### ASSIGNED TASK
Print the data below word for word, omitting the pictures.

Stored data
Segment Open
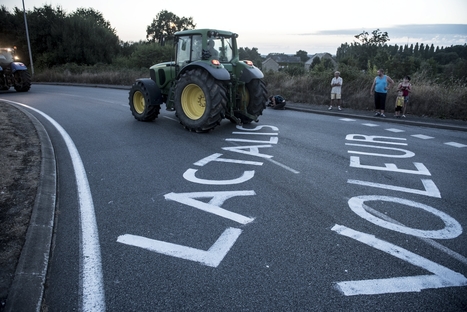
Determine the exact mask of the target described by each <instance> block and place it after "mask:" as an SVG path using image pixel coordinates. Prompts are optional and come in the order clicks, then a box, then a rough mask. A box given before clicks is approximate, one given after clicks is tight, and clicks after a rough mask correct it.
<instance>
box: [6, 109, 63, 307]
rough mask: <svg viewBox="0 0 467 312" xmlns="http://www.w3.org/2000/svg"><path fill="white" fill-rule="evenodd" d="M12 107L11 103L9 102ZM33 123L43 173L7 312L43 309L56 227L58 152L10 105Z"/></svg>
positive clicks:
Segment Closed
### RESULT FOR THIS TASK
Determine the exact mask of the target described by each <instance> block and place it after "mask:" as an SVG path using image pixel coordinates. Prompts are optional and come in the order clicks, then a box, then a rough mask. A box given before clicks is approximate, one given after clicks is tight, and clicks after a rough mask correct it.
<instance>
box: [6, 109, 63, 307]
rough mask: <svg viewBox="0 0 467 312" xmlns="http://www.w3.org/2000/svg"><path fill="white" fill-rule="evenodd" d="M12 107L11 103L9 102ZM33 123L43 173L7 312L43 309L56 227L58 152L10 105Z"/></svg>
positive clicks:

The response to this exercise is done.